**GIVEN DATA**
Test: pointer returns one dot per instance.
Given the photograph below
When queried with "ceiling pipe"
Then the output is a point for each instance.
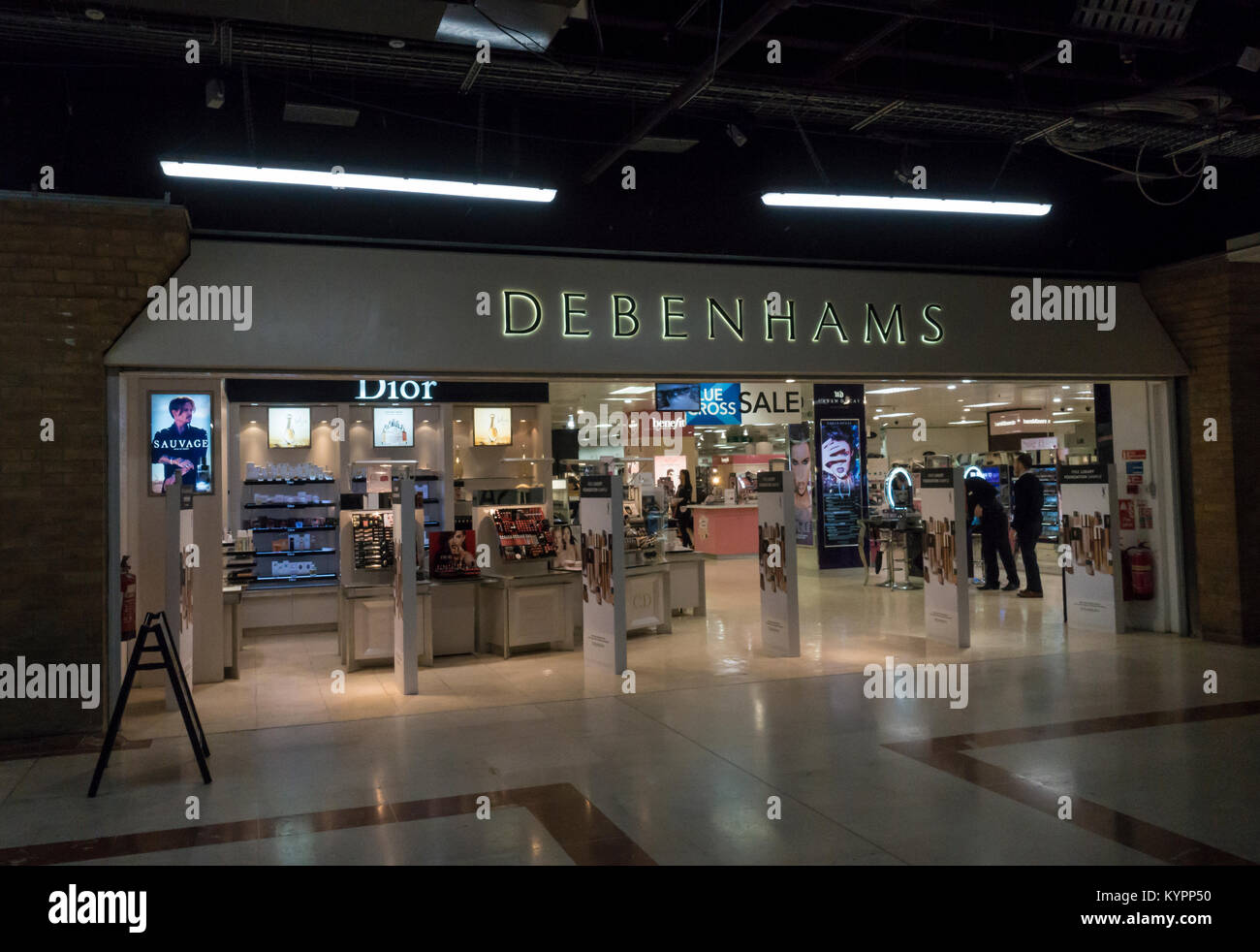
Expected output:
(971, 17)
(692, 86)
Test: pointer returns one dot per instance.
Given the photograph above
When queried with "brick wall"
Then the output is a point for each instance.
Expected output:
(1211, 309)
(74, 272)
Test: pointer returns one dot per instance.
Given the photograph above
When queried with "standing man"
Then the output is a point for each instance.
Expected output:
(1027, 501)
(982, 501)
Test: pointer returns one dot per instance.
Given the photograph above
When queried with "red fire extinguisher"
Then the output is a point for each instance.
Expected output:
(1139, 574)
(129, 600)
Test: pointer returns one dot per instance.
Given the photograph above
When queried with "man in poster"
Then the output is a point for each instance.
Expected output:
(180, 448)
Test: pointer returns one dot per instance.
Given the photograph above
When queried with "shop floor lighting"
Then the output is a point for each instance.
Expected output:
(902, 204)
(373, 183)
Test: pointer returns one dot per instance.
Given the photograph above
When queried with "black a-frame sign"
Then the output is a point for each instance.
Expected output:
(156, 625)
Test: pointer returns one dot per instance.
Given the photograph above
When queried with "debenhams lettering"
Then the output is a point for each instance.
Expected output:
(617, 317)
(1069, 302)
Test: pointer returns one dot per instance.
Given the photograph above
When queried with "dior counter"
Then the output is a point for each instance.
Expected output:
(725, 529)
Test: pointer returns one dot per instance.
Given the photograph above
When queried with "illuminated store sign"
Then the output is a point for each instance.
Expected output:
(369, 390)
(621, 317)
(719, 406)
(1020, 422)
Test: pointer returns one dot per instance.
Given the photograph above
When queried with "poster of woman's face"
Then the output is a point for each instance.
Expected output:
(802, 460)
(840, 460)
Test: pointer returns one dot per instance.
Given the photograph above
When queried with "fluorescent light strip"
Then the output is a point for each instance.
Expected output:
(902, 204)
(376, 183)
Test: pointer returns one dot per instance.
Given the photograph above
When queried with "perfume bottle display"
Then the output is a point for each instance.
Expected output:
(523, 533)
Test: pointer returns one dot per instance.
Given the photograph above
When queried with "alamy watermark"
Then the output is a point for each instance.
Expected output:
(899, 682)
(21, 682)
(232, 302)
(1095, 302)
(649, 428)
(99, 906)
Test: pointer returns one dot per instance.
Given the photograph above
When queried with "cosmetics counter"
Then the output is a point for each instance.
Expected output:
(310, 545)
(310, 531)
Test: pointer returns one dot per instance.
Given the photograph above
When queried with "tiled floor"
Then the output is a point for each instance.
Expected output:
(681, 772)
(286, 680)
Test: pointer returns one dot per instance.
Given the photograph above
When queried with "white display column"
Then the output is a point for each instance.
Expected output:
(1088, 524)
(945, 584)
(406, 642)
(776, 556)
(604, 574)
(177, 602)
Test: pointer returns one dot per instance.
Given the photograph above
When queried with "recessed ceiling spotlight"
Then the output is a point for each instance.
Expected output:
(377, 183)
(902, 204)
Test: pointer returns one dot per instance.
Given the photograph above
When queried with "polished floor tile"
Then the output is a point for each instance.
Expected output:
(684, 771)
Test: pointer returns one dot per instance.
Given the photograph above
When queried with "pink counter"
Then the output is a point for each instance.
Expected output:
(725, 529)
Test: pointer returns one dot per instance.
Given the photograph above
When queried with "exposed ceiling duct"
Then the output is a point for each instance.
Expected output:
(268, 47)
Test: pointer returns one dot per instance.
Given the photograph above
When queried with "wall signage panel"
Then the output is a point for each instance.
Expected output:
(469, 313)
(394, 390)
(776, 557)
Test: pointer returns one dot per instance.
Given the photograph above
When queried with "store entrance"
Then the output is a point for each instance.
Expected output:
(300, 482)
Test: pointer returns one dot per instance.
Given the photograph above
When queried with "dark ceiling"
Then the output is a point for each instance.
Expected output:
(973, 91)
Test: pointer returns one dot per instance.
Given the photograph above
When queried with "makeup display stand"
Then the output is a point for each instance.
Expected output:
(520, 602)
(685, 582)
(365, 604)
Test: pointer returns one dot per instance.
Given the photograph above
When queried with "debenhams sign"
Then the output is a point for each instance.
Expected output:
(622, 317)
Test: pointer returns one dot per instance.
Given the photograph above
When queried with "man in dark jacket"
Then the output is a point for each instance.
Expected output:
(982, 499)
(1027, 501)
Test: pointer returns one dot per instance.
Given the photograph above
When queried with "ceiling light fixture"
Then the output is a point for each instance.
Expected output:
(373, 183)
(902, 204)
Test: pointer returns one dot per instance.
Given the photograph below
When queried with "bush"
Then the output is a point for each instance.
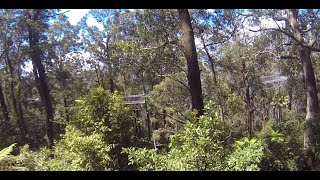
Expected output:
(247, 155)
(74, 152)
(199, 146)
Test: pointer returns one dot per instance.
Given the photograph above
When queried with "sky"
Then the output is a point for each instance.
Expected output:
(75, 16)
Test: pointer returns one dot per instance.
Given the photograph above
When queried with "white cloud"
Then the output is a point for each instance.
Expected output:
(75, 15)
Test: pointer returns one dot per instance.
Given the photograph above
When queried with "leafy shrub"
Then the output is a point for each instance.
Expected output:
(247, 155)
(199, 146)
(74, 152)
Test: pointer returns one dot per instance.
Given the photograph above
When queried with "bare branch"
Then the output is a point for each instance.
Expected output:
(157, 47)
(178, 120)
(288, 57)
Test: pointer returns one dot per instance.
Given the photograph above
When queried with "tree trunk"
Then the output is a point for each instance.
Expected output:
(190, 54)
(290, 100)
(4, 106)
(20, 120)
(248, 111)
(312, 99)
(39, 71)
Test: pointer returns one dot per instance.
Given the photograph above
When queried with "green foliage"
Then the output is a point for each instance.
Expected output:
(9, 162)
(74, 152)
(247, 155)
(4, 153)
(104, 113)
(199, 146)
(284, 145)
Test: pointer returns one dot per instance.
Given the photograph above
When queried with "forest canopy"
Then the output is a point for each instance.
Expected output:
(160, 90)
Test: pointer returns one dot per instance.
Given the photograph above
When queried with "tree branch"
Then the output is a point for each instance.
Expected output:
(288, 34)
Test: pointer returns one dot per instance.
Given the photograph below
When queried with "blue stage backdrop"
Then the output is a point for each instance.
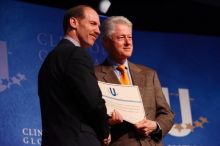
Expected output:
(188, 67)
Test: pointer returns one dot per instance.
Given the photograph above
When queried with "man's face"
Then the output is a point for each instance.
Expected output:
(88, 28)
(120, 47)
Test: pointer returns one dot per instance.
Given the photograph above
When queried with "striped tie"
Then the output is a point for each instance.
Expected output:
(124, 76)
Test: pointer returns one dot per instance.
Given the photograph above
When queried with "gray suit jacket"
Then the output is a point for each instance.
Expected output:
(155, 105)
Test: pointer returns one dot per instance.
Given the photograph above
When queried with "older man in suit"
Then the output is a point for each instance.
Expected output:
(117, 40)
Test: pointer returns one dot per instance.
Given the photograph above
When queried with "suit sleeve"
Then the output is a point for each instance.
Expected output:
(81, 77)
(164, 115)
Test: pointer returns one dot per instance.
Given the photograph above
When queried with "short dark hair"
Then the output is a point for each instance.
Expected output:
(77, 12)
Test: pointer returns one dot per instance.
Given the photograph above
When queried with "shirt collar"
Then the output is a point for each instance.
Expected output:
(72, 40)
(115, 64)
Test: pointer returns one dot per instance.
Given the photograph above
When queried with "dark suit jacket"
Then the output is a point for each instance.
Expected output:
(72, 108)
(155, 105)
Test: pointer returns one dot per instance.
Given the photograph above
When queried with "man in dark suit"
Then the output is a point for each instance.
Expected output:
(72, 108)
(117, 40)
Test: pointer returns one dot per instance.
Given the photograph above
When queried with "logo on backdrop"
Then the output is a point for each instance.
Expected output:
(31, 136)
(188, 125)
(5, 80)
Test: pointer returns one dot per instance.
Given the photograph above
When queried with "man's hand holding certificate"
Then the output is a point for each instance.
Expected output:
(126, 99)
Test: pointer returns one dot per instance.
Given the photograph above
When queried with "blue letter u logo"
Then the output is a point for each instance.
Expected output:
(112, 90)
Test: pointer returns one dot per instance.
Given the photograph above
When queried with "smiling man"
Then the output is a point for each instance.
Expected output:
(117, 41)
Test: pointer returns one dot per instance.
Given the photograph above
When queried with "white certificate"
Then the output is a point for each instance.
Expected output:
(126, 99)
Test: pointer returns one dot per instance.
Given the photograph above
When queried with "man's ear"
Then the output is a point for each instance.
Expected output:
(73, 22)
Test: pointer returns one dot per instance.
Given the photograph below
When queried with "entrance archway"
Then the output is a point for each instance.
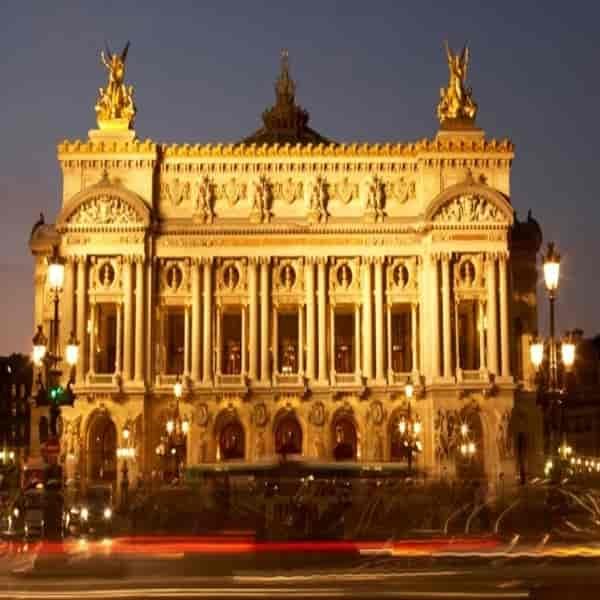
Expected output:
(102, 450)
(288, 435)
(232, 441)
(345, 439)
(470, 466)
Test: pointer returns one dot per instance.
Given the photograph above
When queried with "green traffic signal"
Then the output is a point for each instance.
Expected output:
(56, 394)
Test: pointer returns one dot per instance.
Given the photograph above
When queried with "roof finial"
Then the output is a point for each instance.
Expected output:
(285, 87)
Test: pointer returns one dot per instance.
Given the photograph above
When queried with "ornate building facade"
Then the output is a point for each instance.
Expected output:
(309, 295)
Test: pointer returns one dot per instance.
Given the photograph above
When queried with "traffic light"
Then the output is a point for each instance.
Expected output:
(60, 396)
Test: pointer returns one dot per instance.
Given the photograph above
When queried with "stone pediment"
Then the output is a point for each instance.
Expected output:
(104, 209)
(105, 205)
(470, 204)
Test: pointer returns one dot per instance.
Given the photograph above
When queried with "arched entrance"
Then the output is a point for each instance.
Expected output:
(102, 449)
(232, 441)
(345, 439)
(404, 437)
(470, 449)
(288, 435)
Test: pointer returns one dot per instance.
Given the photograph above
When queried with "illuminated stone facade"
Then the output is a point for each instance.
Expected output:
(296, 286)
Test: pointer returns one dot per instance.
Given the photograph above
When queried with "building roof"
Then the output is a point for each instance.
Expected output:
(285, 122)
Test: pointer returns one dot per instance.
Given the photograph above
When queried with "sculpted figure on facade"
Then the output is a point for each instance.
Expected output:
(105, 209)
(402, 190)
(373, 199)
(176, 191)
(456, 102)
(115, 108)
(316, 198)
(259, 201)
(469, 208)
(203, 209)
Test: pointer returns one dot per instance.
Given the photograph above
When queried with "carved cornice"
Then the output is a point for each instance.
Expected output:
(106, 147)
(503, 146)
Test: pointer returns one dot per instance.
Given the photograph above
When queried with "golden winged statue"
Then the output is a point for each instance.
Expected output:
(115, 109)
(456, 102)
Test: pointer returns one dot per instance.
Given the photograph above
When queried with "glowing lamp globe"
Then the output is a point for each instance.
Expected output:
(536, 353)
(551, 267)
(567, 351)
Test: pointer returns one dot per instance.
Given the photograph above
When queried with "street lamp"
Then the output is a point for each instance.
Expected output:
(410, 429)
(177, 428)
(550, 389)
(47, 356)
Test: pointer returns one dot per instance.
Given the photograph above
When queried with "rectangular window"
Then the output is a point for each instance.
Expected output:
(175, 341)
(344, 343)
(401, 339)
(288, 343)
(232, 343)
(468, 335)
(106, 338)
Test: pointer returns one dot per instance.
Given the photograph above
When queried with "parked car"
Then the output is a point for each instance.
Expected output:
(93, 515)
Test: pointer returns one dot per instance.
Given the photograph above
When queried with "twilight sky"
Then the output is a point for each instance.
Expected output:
(366, 71)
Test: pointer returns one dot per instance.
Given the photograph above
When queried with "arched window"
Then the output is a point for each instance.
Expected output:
(288, 436)
(344, 438)
(43, 429)
(232, 441)
(103, 449)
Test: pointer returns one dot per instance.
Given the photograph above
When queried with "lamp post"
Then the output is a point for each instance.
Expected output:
(47, 356)
(545, 352)
(410, 429)
(176, 431)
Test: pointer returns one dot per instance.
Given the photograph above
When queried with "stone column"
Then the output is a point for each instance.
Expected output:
(81, 318)
(301, 339)
(139, 320)
(244, 359)
(309, 274)
(480, 318)
(367, 319)
(446, 316)
(118, 354)
(379, 335)
(389, 340)
(357, 349)
(68, 309)
(265, 358)
(196, 302)
(434, 292)
(93, 325)
(127, 319)
(207, 344)
(492, 306)
(414, 328)
(186, 342)
(219, 349)
(322, 317)
(504, 329)
(275, 342)
(253, 324)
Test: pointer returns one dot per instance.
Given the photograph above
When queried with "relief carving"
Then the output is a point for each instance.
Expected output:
(346, 191)
(316, 197)
(288, 191)
(402, 190)
(105, 210)
(203, 210)
(176, 191)
(468, 208)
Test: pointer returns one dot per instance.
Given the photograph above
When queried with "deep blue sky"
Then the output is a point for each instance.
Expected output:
(365, 70)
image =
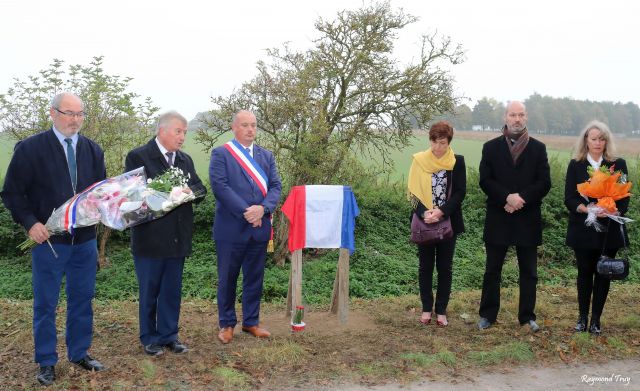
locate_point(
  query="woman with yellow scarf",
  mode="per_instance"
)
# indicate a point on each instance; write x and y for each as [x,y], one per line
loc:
[437,185]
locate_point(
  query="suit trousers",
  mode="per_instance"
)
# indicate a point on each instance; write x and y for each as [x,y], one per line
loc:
[440,254]
[590,282]
[250,257]
[527,265]
[78,262]
[160,296]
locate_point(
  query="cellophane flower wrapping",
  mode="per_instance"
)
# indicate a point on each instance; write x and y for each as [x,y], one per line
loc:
[607,186]
[119,202]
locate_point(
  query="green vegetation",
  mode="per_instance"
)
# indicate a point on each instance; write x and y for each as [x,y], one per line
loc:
[551,115]
[515,351]
[384,264]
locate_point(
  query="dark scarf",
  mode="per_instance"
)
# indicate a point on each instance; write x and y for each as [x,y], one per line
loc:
[520,143]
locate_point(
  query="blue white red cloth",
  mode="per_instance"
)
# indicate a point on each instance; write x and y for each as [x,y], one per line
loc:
[321,216]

**EXERCISE BRIEF**
Give the number of lines in the records that contain the string "poster", with no other output.

**COMPLETED TASK**
2